Exactly as written, transcribe the data that follows.

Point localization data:
[Start of Attachment]
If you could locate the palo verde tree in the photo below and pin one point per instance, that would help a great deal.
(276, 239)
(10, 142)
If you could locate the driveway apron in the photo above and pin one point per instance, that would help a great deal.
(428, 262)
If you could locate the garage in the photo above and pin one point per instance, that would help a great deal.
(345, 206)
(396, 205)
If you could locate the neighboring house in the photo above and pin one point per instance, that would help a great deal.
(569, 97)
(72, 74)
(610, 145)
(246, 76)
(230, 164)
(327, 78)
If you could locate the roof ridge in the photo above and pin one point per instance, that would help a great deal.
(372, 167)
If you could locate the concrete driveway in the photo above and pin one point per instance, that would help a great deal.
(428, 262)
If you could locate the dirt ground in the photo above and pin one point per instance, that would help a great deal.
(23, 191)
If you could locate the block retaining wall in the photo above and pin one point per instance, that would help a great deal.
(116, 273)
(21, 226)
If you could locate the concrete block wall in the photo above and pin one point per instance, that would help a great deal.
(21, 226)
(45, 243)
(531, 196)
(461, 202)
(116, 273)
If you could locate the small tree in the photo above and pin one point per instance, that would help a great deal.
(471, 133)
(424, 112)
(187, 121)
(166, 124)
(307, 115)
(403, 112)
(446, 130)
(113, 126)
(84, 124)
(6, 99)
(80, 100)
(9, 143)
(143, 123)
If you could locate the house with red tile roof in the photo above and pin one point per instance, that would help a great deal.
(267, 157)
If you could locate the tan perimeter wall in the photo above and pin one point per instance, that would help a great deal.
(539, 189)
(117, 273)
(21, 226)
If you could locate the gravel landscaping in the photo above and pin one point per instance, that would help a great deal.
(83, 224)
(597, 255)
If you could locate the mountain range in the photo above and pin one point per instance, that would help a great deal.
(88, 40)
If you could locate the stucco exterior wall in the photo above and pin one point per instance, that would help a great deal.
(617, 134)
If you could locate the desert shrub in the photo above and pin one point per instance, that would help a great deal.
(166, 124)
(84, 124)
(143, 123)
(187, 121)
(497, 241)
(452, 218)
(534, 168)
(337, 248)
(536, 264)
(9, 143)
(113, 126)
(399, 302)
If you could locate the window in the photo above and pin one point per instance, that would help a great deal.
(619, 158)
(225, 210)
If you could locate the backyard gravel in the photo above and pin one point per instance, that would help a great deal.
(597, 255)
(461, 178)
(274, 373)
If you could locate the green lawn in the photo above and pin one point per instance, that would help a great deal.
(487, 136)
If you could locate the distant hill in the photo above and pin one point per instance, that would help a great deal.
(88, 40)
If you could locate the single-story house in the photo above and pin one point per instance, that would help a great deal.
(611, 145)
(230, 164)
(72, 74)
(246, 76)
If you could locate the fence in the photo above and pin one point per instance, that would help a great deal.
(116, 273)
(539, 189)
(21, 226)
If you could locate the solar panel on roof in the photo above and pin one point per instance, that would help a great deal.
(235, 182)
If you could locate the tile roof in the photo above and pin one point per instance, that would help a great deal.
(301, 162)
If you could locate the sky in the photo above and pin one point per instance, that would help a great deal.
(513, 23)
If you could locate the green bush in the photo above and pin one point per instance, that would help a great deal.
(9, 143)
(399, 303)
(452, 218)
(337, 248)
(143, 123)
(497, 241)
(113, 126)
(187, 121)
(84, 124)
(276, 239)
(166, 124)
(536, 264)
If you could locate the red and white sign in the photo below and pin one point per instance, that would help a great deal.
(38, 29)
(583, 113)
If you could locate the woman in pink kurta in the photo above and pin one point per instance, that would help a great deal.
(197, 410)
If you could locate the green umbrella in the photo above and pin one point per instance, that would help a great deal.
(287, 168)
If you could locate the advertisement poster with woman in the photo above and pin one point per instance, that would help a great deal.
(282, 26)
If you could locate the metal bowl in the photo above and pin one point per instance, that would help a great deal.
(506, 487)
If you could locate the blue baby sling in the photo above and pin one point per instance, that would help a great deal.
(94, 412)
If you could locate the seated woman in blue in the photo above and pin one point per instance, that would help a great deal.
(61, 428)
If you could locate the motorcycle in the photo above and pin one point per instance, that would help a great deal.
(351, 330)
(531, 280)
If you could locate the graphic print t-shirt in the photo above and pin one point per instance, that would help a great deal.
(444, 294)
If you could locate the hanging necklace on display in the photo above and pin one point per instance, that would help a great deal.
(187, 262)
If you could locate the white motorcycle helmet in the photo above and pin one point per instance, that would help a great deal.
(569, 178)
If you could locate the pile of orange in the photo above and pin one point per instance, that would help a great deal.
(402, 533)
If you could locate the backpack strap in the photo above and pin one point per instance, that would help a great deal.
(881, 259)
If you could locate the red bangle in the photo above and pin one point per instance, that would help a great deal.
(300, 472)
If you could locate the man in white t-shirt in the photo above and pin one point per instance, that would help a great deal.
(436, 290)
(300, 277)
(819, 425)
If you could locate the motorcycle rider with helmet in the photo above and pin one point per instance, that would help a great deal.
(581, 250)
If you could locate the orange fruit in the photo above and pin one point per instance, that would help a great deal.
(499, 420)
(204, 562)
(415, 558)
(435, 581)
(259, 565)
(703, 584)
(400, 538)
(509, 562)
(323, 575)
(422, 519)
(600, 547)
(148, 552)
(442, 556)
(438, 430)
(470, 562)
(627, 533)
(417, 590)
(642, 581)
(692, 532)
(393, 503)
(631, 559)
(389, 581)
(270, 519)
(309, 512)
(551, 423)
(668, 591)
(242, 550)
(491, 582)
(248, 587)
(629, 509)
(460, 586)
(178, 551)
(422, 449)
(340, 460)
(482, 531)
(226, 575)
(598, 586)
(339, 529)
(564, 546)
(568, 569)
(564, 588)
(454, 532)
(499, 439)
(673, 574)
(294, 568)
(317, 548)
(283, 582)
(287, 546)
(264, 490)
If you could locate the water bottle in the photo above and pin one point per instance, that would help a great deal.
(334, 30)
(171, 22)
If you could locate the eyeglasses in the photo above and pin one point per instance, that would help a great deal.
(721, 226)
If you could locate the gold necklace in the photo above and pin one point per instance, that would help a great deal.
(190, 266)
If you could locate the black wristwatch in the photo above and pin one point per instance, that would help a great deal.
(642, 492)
[End of Attachment]
§ EXERCISE OUTPUT:
If you could locate the palo verde tree in the photo below and pin one point per instance, that would help a great deal.
(276, 239)
(10, 142)
If you could locate the driveway apron in the photo above and pin one point per instance, that would help a great deal.
(428, 262)
If you could locate the garage in the photo above and pin one point per instance, that would help a great deal.
(345, 206)
(396, 205)
If you could locate the neighboring house in the photo above and pin one point per instance, that would help a great deal.
(569, 97)
(72, 74)
(610, 145)
(246, 76)
(230, 164)
(327, 78)
If you could locate the roof ridge in the photo above and pin one point per instance, that would help a great deal.
(372, 167)
If you could locate the concrete driveway in the photo above and pin one point per instance, that would help a great deal.
(428, 262)
If you could locate the dirt ground in the photo above and pin one point per instance, that would help a great deal.
(23, 191)
If you could locate the block retaining wall in the photo above and pin one point per instance, that would help a great deal.
(116, 273)
(21, 226)
If you could locate the concrete block wall in the photo above and pin one point per instance, that would help a great deal.
(21, 226)
(45, 243)
(531, 196)
(461, 202)
(116, 273)
If you could locate the small tree in the photo above and pin one point per instance, that would help a great deal.
(471, 133)
(424, 112)
(187, 121)
(166, 124)
(307, 115)
(403, 112)
(446, 130)
(113, 126)
(84, 124)
(6, 99)
(80, 100)
(9, 143)
(143, 123)
If you could locate the house with red tile roof in the photo above and pin one point per instance, that would help a great deal.
(267, 157)
If you could locate the tan perimeter wall in the photo above and pin one point per instance, that would help a great deal.
(539, 189)
(117, 273)
(21, 226)
If you could locate the gravel landscaping in the photo above and pin one point per instance, that would help a great deal.
(83, 224)
(597, 255)
If you could locate the mountain range in the photo above and pin one point per instance, that would help a great deal.
(88, 40)
If you could locate the stucco exterior wall in the photo above and pin one point per instance, that would help a great deal.
(617, 134)
If you could locate the desert shrub in the photo above and pin one point per instance, that would help a great deal.
(166, 124)
(84, 124)
(143, 123)
(187, 121)
(497, 241)
(452, 218)
(534, 168)
(337, 248)
(536, 264)
(9, 143)
(113, 126)
(399, 302)
If you could locate the window in the photo above and pin one point per instance, that would help a great deal.
(619, 158)
(225, 210)
If you could locate the backyard gravel in the photo above and pin one point per instance, that would help a great deal.
(597, 255)
(461, 178)
(274, 373)
If you could locate the green lawn in the photo above and pin one point per instance, that would help a great deal.
(487, 136)
If you could locate the distant hill in the photo above and pin one point per instance, that would help a great deal.
(88, 40)
If you could locate the single-story house in the photo above and pin one point per instance, that would help a great deal.
(611, 145)
(230, 164)
(72, 74)
(246, 76)
If you could locate the fence in the photo above and pin one point per instance, that would help a great deal.
(116, 273)
(539, 189)
(21, 226)
If you could locate the solar panel on roof in the photo above and pin one point per instance, that would help a great deal.
(235, 182)
If you could locate the tile roof in the photo above and pin one point per instance, that would help a great deal.
(301, 162)
If you could locate the sky in the photo above and pin one point per instance, that would help a great deal.
(513, 23)
If you could locate the green bush in the photo above and pin one point per instance, that would help a great deal.
(9, 143)
(399, 303)
(452, 218)
(337, 248)
(143, 123)
(497, 241)
(113, 126)
(187, 121)
(84, 124)
(276, 239)
(166, 124)
(536, 264)
If you could locate the red and white sign in the photo below and pin one point per instance, that would help a great deal.
(38, 29)
(583, 113)
If you could locate the woman in pink kurta in the photo above and pin one point per instance, that would help a great deal.
(197, 410)
If you could locate the green umbrella in the photo above and pin one point per instance, that would help a great deal.
(287, 168)
If you could locate the advertisement poster with woman in the photo above and pin one point per instance, that would help a great deal.
(282, 26)
If you could locate the metal bowl in the photo above and pin one point per instance, that would help a great deal.
(506, 487)
If you could locate the blue baby sling in the photo above and pin one point per instance, that would help a great deal.
(94, 412)
If you could locate the seated woman in blue in the photo above and pin one point per instance, that would help a great deal.
(61, 428)
If you could locate the motorcycle in the photo above and pin one point per instance, that would help a great deal.
(351, 330)
(531, 280)
If you could locate the graphic print t-shirt in the photo above and pin one point per instance, that would help a great deal.
(444, 294)
If you could locate the hanging necklace on display in the photo above and pin one point per instance, that would help a great deal.
(187, 262)
If you could locate the white motorcycle helmet in the photo above and pin one point per instance, that would help a great deal.
(569, 178)
If you could locate the pile of orange in the photo above and pin one point per instance, that would help a great deal.
(402, 533)
If you could locate the backpack strap in the photo above and pin one point per instance, that would help a great deal.
(881, 259)
If you could locate the red bangle in the photo above and pin one point per instance, that would help a great deal.
(300, 472)
If you could locate the man in white t-shirt in the photo above and pin one point per instance, that would help a great deal.
(436, 290)
(300, 277)
(819, 425)
If you could locate the motorcycle rider with helmet in the photo above and pin one point per instance, that would help a great deal.
(581, 250)
If you could locate the orange fruit in the photo above and pin one point per instance, that would help a great deal.
(499, 420)
(204, 562)
(415, 558)
(435, 581)
(259, 565)
(703, 584)
(400, 538)
(509, 562)
(323, 575)
(422, 519)
(600, 547)
(148, 552)
(442, 556)
(438, 430)
(470, 562)
(627, 533)
(417, 590)
(642, 581)
(692, 532)
(393, 503)
(631, 559)
(389, 581)
(270, 519)
(309, 512)
(551, 423)
(668, 591)
(242, 550)
(491, 582)
(248, 587)
(629, 509)
(460, 586)
(178, 551)
(422, 449)
(340, 460)
(482, 531)
(226, 575)
(598, 586)
(339, 529)
(564, 546)
(568, 569)
(564, 588)
(454, 532)
(499, 439)
(673, 574)
(294, 568)
(317, 548)
(283, 582)
(287, 546)
(264, 490)
If you could locate the water bottle in the photo above and pin one point per instance, that would help a great deal.
(334, 30)
(171, 22)
If you could locate the eyeglasses in the photo above and pin one point per instance, that would help a great deal.
(721, 226)
If you could locate the gold necklace in the photo above and pin one point per instance, that would help a great deal.
(190, 266)
If you could locate the black wristwatch in the photo above and pin one point per instance, that would help a great deal.
(642, 492)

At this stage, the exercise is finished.